Excerpt to read |
Anne Carolyn Twomey (born June 7, 1951) is an American actress.

Early life

Born in Boston, Massachusetts, daughter of Muriel Descoteaux Twomey and Harry F. Twomey Jr. of Gladwyne, Pennsylvania. She has a brother, John Twomey.

Career
Twomey earned critical acclaim for her performance in the 1980 play Nuts, for which she won the Theatre World Award and was nominated for the Tony Award for Best Performance by a Leading Actress in a Play. Her additional Broadway credits include To Grandmother's House We Go (1981) and Tennessee Williams' Orpheus Descending (1989). Off-Broadway she appeared in Vieux Carré (1983), also by Williams, which garnered her a Drama Desk Award nomination for Outstanding Featured Actress in a Play, and The Vampires (1984).

Twomey's feature film credits include Deadly Friend (1986), Last Rites (1988), The Scout (1994), Picture Perfect (1997), and The Confession.

Dataset content |
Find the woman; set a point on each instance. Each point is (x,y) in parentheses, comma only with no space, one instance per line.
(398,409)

Task description |
In the profile of Anne Carolyn Twomey, what led to her Theatre World Award and Tony nomination? Explain in one to three sentences.

Exercise result |
Both came from her performance in the 1980 play Nuts, which earned her critical acclaim. For that role she won the Theatre World Award and was nominated for the Tony Award for Best Performance by a Leading Actress in a Play.